● **Page extract**
————————

It’s sweaty and smoky, right?

That’s the groovy I’m thinking of.

Okay.

I’m picturing my Simon and Garfunkel album.

We’d love to hear your questions about language, so call us, 877-929-9673.

Claire Moore in San Antonio, Texas writes,

When I was in second grade in the 80s, we would usually stop in the bookstore after a dinner out.

It was a small local place, and we would all wander off to our favorite sections to find something new.

On my way to the kids’ shelves, I was intrigued by the tiny orange and white books on another shelf titled thesaurus.

I immediately thought, dinosaurs!

And cool tiny books, so I went to check them out.

My mom found me 20 minutes later sitting on the floor in the reference section and laughing hysterically.

She was pretty puzzled when she realized I was reading a thesaurus and that I really wanted to buy it.

This is full of words that mean the same thing, and they sound really funny.

Listen to this.

Pulchritudinous.

You know what that means?

Beautiful.

————————

● **Source information**

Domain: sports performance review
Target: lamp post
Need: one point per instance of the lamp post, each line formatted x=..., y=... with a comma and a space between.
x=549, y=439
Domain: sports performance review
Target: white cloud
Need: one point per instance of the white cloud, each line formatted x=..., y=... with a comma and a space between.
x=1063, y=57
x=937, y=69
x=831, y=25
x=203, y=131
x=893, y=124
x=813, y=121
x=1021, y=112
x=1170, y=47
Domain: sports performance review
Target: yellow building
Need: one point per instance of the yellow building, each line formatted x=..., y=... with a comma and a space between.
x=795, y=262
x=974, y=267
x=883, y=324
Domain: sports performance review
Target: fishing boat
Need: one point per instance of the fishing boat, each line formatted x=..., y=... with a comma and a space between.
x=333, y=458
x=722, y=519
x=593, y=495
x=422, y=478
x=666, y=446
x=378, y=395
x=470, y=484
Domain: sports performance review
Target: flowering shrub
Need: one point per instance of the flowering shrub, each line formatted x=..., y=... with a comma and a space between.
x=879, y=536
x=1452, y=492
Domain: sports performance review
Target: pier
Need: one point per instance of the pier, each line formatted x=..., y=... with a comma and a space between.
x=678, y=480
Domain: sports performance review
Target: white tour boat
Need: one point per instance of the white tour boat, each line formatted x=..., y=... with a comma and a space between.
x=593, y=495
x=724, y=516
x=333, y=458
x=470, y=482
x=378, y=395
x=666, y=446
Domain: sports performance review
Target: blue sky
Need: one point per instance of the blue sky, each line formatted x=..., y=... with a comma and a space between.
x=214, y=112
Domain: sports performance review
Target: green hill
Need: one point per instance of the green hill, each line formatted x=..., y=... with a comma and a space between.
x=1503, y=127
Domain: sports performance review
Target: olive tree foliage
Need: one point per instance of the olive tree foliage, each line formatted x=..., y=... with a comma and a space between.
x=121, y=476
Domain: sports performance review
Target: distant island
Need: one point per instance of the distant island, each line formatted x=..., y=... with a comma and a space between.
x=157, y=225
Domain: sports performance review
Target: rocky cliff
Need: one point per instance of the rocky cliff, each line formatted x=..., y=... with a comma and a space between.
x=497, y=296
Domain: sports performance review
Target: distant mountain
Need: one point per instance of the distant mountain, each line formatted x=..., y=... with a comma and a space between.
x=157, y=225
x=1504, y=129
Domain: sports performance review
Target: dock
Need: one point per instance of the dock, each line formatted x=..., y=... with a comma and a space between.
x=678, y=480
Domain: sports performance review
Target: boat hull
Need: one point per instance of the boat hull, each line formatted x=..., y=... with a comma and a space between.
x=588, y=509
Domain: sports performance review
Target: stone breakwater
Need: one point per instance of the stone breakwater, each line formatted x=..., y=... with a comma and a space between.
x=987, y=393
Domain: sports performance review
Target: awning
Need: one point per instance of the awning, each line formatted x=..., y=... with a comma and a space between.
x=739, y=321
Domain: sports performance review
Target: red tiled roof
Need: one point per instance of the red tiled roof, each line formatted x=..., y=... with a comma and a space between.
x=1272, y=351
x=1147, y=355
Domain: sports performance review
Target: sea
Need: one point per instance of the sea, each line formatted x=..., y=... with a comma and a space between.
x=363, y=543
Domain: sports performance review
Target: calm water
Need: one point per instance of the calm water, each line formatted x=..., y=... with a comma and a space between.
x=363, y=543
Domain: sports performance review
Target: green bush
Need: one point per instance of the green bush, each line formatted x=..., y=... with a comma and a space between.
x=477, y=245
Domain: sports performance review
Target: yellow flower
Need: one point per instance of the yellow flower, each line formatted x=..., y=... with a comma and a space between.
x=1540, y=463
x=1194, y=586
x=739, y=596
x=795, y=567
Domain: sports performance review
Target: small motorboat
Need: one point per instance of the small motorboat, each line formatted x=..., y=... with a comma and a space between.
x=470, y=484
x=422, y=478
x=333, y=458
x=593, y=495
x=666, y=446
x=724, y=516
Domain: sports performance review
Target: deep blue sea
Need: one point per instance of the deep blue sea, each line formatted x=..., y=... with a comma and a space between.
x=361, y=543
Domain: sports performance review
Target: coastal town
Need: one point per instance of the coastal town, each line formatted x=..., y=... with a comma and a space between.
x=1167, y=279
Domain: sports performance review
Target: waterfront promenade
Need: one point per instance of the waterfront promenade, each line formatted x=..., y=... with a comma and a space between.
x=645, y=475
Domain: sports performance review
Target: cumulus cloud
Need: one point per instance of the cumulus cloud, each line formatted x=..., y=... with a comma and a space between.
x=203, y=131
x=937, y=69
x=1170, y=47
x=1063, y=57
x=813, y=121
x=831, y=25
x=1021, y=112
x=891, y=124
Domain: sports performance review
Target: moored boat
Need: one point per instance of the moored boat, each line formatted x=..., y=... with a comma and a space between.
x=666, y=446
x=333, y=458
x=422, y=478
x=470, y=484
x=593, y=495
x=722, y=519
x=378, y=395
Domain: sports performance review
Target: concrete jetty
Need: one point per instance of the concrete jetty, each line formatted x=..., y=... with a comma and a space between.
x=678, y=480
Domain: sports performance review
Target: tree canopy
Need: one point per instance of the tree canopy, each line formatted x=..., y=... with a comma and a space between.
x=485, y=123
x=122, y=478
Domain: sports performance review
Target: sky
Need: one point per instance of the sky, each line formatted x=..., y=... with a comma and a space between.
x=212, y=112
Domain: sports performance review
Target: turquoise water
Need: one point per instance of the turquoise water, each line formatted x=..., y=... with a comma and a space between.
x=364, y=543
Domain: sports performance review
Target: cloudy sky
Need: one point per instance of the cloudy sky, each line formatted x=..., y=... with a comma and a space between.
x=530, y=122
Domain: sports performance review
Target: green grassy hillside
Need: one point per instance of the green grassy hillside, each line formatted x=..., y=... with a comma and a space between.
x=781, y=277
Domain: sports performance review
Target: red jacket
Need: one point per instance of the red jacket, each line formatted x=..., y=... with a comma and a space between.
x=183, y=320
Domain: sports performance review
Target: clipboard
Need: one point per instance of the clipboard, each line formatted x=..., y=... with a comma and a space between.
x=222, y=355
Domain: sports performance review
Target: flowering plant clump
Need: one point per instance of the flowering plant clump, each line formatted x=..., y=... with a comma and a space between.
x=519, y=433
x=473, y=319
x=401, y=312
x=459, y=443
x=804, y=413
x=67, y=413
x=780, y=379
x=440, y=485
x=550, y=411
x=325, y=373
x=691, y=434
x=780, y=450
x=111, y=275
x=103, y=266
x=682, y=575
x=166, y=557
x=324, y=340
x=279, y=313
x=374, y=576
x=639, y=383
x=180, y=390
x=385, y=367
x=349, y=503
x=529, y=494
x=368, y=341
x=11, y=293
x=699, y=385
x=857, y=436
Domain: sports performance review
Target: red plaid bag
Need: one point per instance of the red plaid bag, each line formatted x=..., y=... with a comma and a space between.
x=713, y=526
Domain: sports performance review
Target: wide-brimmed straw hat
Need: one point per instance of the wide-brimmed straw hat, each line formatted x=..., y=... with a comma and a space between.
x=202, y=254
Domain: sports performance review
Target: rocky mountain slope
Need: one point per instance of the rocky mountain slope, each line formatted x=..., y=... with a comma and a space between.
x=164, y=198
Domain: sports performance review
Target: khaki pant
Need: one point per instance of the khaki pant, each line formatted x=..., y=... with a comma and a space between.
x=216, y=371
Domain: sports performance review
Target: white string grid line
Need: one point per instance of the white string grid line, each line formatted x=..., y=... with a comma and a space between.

————————

● **Task brief**
Swap "bookstore" for "library" in the thesaurus story, and write out the passage that begins at "We’d love to" and stops after "immediately thought, dinosaurs!". The items are separate material, apart from the thesaurus story.

● **Result of the exercise**
We’d love to hear your questions about language, so call us, 877-929-9673.

Claire Moore in San Antonio, Texas writes,

When I was in second grade in the 80s, we would usually stop in the library after a dinner out.

It was a small local place, and we would all wander off to our favorite sections to find something new.

On my way to the kids’ shelves, I was intrigued by the tiny orange and white books on another shelf titled thesaurus.

I immediately thought, dinosaurs!